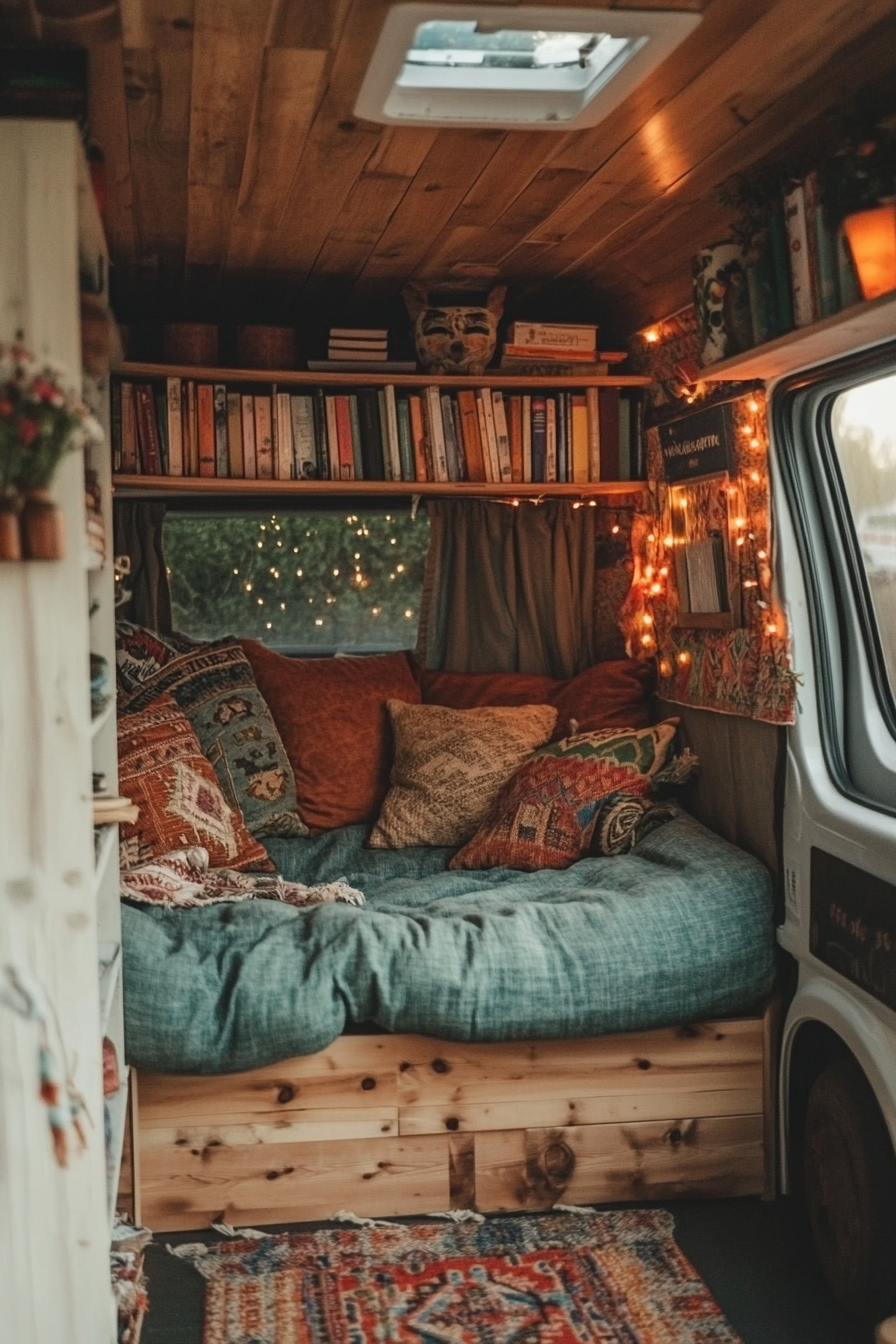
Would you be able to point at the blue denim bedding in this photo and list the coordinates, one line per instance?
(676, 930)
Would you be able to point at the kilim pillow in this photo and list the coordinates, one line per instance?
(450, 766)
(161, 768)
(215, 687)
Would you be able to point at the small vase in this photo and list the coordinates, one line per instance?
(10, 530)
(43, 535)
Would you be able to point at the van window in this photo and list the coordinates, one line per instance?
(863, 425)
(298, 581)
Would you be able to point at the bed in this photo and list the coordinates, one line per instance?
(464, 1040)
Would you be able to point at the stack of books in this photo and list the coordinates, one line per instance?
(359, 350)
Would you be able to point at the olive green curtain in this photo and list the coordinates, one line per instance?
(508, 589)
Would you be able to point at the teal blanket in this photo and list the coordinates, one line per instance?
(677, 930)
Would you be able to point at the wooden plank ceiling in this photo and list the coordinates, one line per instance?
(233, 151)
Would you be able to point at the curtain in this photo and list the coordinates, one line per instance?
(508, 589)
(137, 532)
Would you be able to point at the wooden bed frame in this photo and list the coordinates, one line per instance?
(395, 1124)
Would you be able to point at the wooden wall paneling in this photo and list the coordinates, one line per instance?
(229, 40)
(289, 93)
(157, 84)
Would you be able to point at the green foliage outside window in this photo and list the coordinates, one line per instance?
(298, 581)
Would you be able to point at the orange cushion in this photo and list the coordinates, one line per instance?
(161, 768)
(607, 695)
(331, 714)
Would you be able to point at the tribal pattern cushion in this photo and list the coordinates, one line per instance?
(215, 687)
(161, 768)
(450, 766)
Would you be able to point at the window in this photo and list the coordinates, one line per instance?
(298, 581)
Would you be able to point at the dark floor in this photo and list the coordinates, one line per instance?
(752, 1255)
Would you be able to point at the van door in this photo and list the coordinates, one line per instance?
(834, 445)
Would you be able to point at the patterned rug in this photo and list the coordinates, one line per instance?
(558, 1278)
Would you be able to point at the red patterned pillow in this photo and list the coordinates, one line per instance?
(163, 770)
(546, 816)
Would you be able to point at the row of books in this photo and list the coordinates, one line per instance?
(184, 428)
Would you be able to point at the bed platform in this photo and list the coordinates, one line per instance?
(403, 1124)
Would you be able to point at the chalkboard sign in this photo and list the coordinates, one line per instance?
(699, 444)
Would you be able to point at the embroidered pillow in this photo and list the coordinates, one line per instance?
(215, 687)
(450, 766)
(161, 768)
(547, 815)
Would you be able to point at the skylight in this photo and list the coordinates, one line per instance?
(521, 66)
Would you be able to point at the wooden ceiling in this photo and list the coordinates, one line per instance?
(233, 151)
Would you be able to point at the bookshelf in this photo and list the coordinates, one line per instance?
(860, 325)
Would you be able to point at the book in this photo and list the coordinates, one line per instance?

------------------------------------------------------------

* TASK DIRECTIONS *
Starting at the line that contains "Would you be able to point at the bookshelf" and continuing through the final line, rewrite those lines with "coordinates" changed to "positions" and nothing else altered.

* THE ANSWER *
Would you be able to point at the bookshelf in this photo and list the positions, one line per instance?
(860, 325)
Would you be able to point at the book in this photo and list the positions, one line per instance?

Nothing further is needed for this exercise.